* **Records supplied**
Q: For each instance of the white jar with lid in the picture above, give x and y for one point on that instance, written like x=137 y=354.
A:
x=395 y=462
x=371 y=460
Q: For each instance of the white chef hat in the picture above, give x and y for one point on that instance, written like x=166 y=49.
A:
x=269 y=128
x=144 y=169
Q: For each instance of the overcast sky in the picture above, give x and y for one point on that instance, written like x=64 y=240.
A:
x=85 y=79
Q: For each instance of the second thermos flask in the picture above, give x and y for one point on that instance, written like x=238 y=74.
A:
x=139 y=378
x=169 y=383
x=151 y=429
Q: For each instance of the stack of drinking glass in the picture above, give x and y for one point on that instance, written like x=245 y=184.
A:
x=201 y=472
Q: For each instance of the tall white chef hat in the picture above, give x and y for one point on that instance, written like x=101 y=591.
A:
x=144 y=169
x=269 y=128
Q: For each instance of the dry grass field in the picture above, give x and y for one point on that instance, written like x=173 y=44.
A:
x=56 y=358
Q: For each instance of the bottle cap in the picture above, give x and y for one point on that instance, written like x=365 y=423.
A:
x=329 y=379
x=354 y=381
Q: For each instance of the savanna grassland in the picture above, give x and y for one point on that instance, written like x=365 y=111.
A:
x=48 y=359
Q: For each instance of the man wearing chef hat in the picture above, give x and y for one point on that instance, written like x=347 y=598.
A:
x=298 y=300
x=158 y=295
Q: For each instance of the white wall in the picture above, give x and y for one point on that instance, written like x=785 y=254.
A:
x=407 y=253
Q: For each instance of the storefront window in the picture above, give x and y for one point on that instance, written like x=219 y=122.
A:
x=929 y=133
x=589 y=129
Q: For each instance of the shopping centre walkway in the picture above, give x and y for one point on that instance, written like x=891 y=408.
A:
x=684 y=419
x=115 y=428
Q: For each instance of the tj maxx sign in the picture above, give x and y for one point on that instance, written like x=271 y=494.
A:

* **Problem requirements**
Copy every line of the entries in which "chef" can be found.

* **Exercise result**
Q: For each instance of the white chef hat in the picture above, give x and y for one point on that instance, written like x=166 y=49.
Q: For each instance of the tall white chef hat in the picture above, give x and y for one point on that instance, written like x=101 y=591.
Q: For each instance of the man wearing chef hat in the picture above, give x and y for one point on that instance, written like x=347 y=598.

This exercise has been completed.